* **REQUIRED ACTION**: Copy all the lines of the listing below exactly. Skip the images.

INFORMATION START

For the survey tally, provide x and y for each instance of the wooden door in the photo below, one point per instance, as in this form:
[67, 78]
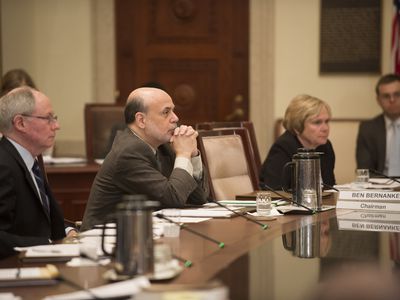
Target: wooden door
[196, 49]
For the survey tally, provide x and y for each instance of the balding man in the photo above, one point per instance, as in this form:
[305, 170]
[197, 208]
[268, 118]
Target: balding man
[152, 156]
[29, 215]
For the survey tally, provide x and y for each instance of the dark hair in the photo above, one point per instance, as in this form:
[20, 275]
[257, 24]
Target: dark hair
[15, 78]
[132, 107]
[385, 79]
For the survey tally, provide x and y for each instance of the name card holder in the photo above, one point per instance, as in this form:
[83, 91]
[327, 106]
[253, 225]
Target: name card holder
[370, 221]
[384, 201]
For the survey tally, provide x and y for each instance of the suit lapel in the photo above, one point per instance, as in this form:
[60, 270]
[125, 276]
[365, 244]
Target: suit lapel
[381, 140]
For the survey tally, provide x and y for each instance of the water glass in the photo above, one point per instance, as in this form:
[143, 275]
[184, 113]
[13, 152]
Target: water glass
[263, 203]
[172, 229]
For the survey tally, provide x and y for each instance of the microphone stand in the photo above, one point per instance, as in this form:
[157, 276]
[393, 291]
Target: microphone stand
[263, 226]
[310, 211]
[183, 226]
[384, 175]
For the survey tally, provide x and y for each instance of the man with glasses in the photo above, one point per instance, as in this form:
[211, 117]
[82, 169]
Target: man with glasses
[378, 141]
[152, 156]
[29, 215]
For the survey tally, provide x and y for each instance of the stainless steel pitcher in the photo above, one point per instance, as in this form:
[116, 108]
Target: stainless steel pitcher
[134, 254]
[304, 242]
[306, 178]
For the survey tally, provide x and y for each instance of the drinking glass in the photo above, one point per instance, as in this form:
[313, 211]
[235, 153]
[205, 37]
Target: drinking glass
[362, 178]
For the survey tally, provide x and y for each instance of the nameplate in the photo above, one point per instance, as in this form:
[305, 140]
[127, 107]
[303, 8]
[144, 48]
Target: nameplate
[385, 201]
[370, 221]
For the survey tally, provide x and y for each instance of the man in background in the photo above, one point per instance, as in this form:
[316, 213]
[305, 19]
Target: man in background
[153, 156]
[378, 141]
[29, 215]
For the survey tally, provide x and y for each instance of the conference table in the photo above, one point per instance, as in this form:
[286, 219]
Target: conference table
[255, 263]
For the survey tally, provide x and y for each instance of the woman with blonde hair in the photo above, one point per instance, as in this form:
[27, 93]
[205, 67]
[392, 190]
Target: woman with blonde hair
[307, 126]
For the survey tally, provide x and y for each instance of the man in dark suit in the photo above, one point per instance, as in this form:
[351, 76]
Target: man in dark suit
[29, 215]
[152, 156]
[376, 138]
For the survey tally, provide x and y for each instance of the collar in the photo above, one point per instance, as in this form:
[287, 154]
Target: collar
[389, 122]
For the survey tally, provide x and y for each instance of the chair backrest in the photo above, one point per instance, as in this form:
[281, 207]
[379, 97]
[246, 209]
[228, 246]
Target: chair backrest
[229, 159]
[343, 135]
[100, 121]
[237, 124]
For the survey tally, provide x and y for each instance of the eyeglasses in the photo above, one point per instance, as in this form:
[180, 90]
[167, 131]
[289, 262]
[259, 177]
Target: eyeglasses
[50, 118]
[388, 97]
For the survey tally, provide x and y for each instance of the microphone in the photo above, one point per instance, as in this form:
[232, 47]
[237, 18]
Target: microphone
[263, 226]
[384, 175]
[266, 187]
[183, 226]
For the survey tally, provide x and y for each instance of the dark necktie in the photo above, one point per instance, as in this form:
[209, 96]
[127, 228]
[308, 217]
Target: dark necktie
[158, 161]
[394, 152]
[40, 183]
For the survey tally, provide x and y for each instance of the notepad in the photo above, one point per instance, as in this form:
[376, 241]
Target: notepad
[10, 277]
[48, 253]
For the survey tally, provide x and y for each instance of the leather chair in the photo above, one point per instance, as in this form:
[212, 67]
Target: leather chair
[236, 124]
[229, 158]
[101, 123]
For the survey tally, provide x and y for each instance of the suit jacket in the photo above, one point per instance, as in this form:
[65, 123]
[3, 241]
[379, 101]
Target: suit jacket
[132, 168]
[282, 152]
[371, 144]
[23, 221]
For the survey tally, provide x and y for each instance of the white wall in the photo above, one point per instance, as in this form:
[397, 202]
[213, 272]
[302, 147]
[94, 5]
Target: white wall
[68, 47]
[52, 40]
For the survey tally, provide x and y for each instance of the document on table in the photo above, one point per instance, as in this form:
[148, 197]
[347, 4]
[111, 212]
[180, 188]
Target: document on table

INFORMATION END

* **RESPONSE TO THE TASK**:
For the survey tally, provide x and y for each instance of the wooden door in the photo below, one point per instance, as in this form:
[67, 78]
Target: wooden door
[196, 49]
For the survey tally, provide x and y for each instance of the balding man in the photo above, one point per instance, as in this form:
[305, 170]
[197, 208]
[268, 118]
Target: balding man
[152, 156]
[29, 215]
For the survey tally, provide x and y for each instance of the dark hair in the photo above, one point per instance, as in this form:
[20, 275]
[257, 24]
Target: dark hair
[15, 78]
[132, 107]
[385, 79]
For the survey tally, provide x and y for each instance of the name card holder in the photo above, one point per instance, as in this form:
[83, 91]
[327, 106]
[253, 225]
Target: name card holder
[370, 221]
[384, 201]
For the survey tally, provide x and y for each instance of the suit lapel in the photo above, one point per instance, as in this form:
[60, 270]
[125, 276]
[365, 244]
Target: suit lapel
[381, 140]
For the survey tally, provide x and y for each instance of the water glass in the photo above, one point per instance, as in this form:
[143, 275]
[184, 113]
[13, 152]
Target: water glass
[263, 203]
[172, 229]
For the survey tally, provide x and y for each instance of the microphone stand in the photo above, one point per instance, as in this form:
[157, 276]
[393, 291]
Target: microphone stand
[263, 226]
[310, 211]
[183, 226]
[384, 175]
For the survey tally, provide x and y for each instance of the man with glasses in the photo above, one point per instance, as in this form:
[211, 117]
[82, 169]
Target: man with glasses
[378, 141]
[152, 156]
[29, 215]
For the survey tally, provide x and y for each instance of the stainless steel pitcher in the photo above, one point per instance, as in this form:
[116, 108]
Target: stainless steel pitcher
[134, 254]
[304, 242]
[306, 178]
For the survey tally, provide x and y for each instance of the drinking glass in the photo above, one point per instance, as in this form:
[313, 211]
[235, 153]
[205, 37]
Target: drinking glass
[362, 178]
For the survey tally, provide x and y for each instance of the nameplate in the photo above, one point per instance, as in this form:
[305, 140]
[127, 107]
[303, 8]
[144, 48]
Target: nameplate
[385, 201]
[370, 221]
For the survey tally, provide x and y for each instance of the man in background in the photo above, one point per instance, as in this form:
[316, 213]
[305, 19]
Target: man in background
[153, 156]
[378, 141]
[29, 215]
For the survey tally, provide x and y for each instance of the conference table in the photo above, one point per instance, as in this form:
[286, 219]
Target: conference table
[255, 263]
For the survey tally, provide x and y for each instance of the woman with blonde hair in the photo above, one point per instance, as in this form:
[27, 93]
[205, 67]
[392, 190]
Target: woman with blonde hair
[307, 126]
For the survey tally, provide x and y for each instance of the man in dark suit in the photo above, one point per instance, as in this form:
[351, 76]
Target: man in dark suit
[29, 215]
[152, 156]
[376, 138]
For the survey tally, provide x and y for each instance of the collar in the photo above, one point per instance, as in this form:
[287, 154]
Target: collar
[389, 122]
For the survey tally, provide x and y for each instance of the chair backrest in the photo above, one point per instance, as in this form:
[281, 207]
[379, 97]
[246, 209]
[228, 246]
Target: chair backrest
[229, 159]
[343, 135]
[100, 121]
[237, 124]
For the survey tally, provide x and y for each instance of the eyeglasses in the photo above, one point per instance, as in this form:
[180, 90]
[167, 131]
[289, 262]
[259, 177]
Target: eyeglasses
[50, 118]
[388, 97]
For the survey tally, provide x and y for each instance of the microphone in the photo above, one point per instance, as in this form:
[232, 47]
[237, 18]
Target: microphone
[263, 226]
[384, 175]
[266, 187]
[183, 226]
For the survey tally, provide x and y for each instance of the dark necktie in the photo above, one point per instance, as in this form:
[209, 96]
[127, 228]
[308, 217]
Target: dark necktie
[158, 161]
[394, 152]
[40, 183]
For the survey tally, provide x and y for each instance of the notepad in the photo above, one point per instance, as in this form:
[376, 241]
Target: notepad
[10, 277]
[48, 253]
For the survey tally, provide x and y for each instance of the leather chair in the photo above, one point per instance, as in this form:
[212, 67]
Target: leather chair
[236, 124]
[229, 158]
[101, 123]
For the survey tally, provide x and y for each instance of the suit jacket in the photo above, one point per instance, as in this form:
[65, 123]
[3, 241]
[379, 101]
Target: suit jacket
[132, 168]
[282, 152]
[371, 144]
[23, 221]
For the survey tally, provide x and y for each instance of the white wall in the photo above, one point per instance, as in this form:
[397, 202]
[213, 272]
[302, 147]
[94, 5]
Target: white wall
[68, 47]
[52, 40]
For the survey tally, provide x and y for each instance of the document on table in the photo above, one point per instance, as in this form:
[148, 197]
[347, 4]
[111, 212]
[180, 188]
Target: document on table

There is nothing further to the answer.